> [Document text]
§
Many people think that trading is very complicated and that it should be left to the math geeks, programmers and financial analysts. While many institutional traders and analysts have this kind of background, it is not necessarily true that trading should be exclusively for these types of people. This is because trading does not necessarily have to be complicated in order to be profitable. In fact, not all geniuses could succeed in trading, while there are many drop outs who have done well as a retail trader. Trading strategies could be complex yet ineffective and they could also be simple yet effective.
The Kaufman Envelopes Forex Trading Strategy is a simple yet effective trading strategy suitable for any retail trader, whether you are a beginner or have already been trading for many years. It is an indicator-based and rule-based trading strategy, which makes it very easy to follow. It makes use of a simple crossover of two powerful indicators and a confirmation of an oscillating indicator, in which the setups it produces have a good probability of resulting in a high yielding trade setup.
Kaufman’s Adaptive Moving Average
The Kaufman’s Adaptive Moving Average (KAMA), developed by Perry Kaufman, is a moving average designed to address the issue of market noise and volatility. It is common to moving averages perform poorly in indicating a trend during choppy market conditions. Although the KAMA indicator does not perfectly eliminate noise, it does however perform much better than most moving averages when it comes to adjusting for noise. The KAMA indicator tends to hug price action quite close during conditions where market noise is quite low. However, during choppy markets, the KAMA indicator tends to stay relatively flat. This gives traders an indication that the market is in an indecisive phase and allows traders to stay away for a while. Staying relatively flat as a moving average also produces lesser trade signals for moving average crossover traders. This means less false signals for them.
§
> [Data provided]
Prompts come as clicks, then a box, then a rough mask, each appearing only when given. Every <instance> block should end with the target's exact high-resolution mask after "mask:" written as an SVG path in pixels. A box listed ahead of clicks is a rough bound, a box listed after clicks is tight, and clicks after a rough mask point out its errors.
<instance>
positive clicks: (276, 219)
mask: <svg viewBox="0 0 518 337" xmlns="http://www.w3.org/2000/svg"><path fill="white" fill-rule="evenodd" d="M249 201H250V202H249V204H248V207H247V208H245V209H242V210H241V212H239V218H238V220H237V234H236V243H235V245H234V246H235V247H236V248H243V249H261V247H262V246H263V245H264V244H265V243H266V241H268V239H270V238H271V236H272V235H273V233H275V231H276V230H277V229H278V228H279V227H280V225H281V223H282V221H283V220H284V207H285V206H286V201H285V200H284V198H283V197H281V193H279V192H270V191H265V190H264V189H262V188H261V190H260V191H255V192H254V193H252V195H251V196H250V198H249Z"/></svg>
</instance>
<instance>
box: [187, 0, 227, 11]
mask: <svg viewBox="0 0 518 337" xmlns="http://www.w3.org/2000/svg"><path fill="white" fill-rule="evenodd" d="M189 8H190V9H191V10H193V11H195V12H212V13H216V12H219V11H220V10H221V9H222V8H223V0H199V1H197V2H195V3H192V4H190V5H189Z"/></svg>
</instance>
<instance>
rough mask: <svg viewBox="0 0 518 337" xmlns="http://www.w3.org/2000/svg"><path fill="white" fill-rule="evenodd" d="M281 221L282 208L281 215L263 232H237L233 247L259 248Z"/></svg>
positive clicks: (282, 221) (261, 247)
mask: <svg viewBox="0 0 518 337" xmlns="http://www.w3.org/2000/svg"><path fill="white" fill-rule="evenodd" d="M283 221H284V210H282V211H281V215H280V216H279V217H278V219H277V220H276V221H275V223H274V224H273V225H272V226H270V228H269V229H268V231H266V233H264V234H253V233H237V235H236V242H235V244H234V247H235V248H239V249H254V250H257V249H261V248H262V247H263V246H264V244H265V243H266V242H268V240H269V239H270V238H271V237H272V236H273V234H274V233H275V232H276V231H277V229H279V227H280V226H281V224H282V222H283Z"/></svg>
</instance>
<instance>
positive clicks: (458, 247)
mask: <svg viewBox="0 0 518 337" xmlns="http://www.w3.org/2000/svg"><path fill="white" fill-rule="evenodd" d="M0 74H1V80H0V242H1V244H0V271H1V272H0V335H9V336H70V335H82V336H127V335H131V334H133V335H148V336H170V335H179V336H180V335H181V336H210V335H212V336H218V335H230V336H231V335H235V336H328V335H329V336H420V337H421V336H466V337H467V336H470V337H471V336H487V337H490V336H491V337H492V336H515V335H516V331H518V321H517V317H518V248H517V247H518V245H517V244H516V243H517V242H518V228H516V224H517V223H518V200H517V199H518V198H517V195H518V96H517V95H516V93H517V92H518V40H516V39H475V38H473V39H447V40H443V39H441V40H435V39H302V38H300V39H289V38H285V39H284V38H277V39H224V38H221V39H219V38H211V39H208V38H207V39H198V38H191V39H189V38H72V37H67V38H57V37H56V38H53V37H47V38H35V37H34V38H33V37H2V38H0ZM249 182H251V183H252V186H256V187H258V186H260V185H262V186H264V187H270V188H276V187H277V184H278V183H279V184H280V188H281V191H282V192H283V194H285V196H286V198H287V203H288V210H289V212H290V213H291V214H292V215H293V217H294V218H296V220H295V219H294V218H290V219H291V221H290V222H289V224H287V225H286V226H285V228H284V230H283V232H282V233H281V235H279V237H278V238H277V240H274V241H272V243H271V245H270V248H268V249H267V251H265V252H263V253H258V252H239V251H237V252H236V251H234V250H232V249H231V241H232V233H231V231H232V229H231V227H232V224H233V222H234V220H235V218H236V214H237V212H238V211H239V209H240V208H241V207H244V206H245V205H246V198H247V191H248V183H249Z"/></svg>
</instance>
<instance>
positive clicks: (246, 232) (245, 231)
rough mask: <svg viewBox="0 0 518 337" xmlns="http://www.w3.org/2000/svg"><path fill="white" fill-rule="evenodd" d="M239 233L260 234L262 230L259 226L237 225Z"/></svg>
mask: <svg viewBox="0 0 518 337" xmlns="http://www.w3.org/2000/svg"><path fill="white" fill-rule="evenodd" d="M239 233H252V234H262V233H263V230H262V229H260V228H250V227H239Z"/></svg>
§
> [Explore the material]
**1.** According to the trading article, which types of people do many think trading should be left to?
**2.** List every line of the listing that contains the word "positive", with case counting.
The trading article and the listing are unrelated to each other.

> [Solutions in order]
**1.** Math geeks, programmers, and financial analysts.

**2.**
positive clicks: (276, 219)
positive clicks: (282, 221) (261, 247)
positive clicks: (458, 247)
positive clicks: (246, 232) (245, 231)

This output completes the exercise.